**DOCUMENT EXCERPT:**

The sense of divine vision must be restored to man's daily work. - C.S. Lewis

Reflections On A Higher Call

The Stewardship of Ownership

Has the American dream become the American idol? In the early days of the Church, people were selling all their property to meet the needs of its members. Is that the model today’s disciples of Jesus should follow? Unlike the many countries where governments prohibit, control or limit private ownership of property and commerce, America encourages ownership; however, you may wonder if ownership is a good thing, considering our increasing awareness of the vast poverty and injustice across the world. Is ownership the real problem? Consider some of its challenges:

1. It can feed greed and self-indulgence.

2. It can advance pride and elitism.

3. It can increase the gap between the “haves” and the “have nots.”

My personal experience of owning houses, property and businesses reveals how easily I can turn God’s blessings into burdens, obsessions, even idols (anything that overshadows God). Still, if asked if the principles of ownership itself is evil, I would answer with a definitive, “NO.” Ownership has the potential to be abused, but this does not make it morally wrong. In fact, the biblical case for ownership is compelling.

Exodus 20. The overly-familiar and under-applied Ten Commandments instruct us not to steal, or to crave after our neighbor’s house or any other possession . . . the assumption is that personal ownership is a part of life.

Hebrews 13:6. God could have created a world with no ownership, but instead, in His perfect design, He uses possessions to reflect His giving and just character. He commands those owning material things to be generous. “Do not neglect to do good, and to share what you have, for such sacrifices are pleasing to God.”

Luke 18:18-25. Ownership is an avenue for glorifying God and accomplishing His purposes. Joseph of Arimathea owned a tomb and offered it to accommodate Jesus body.

Acts 16 and Philippians 2. Lydia offered her home and her wealth establish the first church in Philippi. A decade later that church sent Epaphroditus with gifts to support Paul during his imprisonment.

**ITEMS:**
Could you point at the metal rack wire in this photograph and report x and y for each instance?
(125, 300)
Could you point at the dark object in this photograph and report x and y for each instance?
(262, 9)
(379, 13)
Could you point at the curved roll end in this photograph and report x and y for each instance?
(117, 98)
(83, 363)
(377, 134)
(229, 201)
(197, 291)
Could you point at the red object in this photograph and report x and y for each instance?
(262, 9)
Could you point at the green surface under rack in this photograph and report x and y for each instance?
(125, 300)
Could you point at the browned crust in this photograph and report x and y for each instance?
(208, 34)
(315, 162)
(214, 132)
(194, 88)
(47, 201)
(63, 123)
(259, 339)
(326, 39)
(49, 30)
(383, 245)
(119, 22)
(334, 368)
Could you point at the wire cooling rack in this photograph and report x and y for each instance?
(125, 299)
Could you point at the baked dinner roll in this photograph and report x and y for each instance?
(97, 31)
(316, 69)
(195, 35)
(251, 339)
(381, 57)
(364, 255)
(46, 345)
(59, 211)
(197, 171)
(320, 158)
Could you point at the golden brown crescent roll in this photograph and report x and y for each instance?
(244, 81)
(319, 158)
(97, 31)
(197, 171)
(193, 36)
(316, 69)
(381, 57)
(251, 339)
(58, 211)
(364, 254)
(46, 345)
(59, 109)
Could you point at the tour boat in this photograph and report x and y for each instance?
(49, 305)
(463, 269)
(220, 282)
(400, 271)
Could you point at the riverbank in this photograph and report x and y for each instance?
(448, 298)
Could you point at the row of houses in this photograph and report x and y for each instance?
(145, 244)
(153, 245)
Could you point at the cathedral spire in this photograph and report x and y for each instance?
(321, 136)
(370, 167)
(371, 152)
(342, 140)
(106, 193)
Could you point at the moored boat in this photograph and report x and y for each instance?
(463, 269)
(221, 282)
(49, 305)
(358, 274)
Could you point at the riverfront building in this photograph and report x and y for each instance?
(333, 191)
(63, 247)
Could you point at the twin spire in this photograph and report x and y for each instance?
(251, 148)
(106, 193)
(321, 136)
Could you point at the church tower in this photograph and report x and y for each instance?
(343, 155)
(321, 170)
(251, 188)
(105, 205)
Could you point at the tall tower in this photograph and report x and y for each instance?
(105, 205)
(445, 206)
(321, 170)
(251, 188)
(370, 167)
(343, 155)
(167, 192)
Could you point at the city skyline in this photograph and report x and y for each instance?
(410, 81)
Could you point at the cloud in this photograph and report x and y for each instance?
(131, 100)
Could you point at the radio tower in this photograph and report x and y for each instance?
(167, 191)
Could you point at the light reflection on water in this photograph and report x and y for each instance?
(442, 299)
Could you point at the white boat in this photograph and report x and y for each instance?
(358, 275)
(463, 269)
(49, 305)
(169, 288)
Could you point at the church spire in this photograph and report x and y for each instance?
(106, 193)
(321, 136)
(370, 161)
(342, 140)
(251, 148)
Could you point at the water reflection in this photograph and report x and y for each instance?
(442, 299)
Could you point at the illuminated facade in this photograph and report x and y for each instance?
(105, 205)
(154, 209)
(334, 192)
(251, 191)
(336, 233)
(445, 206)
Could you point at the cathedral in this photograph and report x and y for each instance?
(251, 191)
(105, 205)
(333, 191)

**DIRECTION:** Set down, word for word, the passage of the reflection on ownership that opens with the words containing "Hebrews 13:6. God" and closes with "accommodate Jesus body.".

**SOLUTION FOR THIS EXERCISE:**
Hebrews 13:6. God could have created a world with no ownership, but instead, in His perfect design, He uses possessions to reflect His giving and just character. He commands those owning material things to be generous. “Do not neglect to do good, and to share what you have, for such sacrifices are pleasing to God.”

Luke 18:18-25. Ownership is an avenue for glorifying God and accomplishing His purposes. Joseph of Arimathea owned a tomb and offered it to accommodate Jesus body.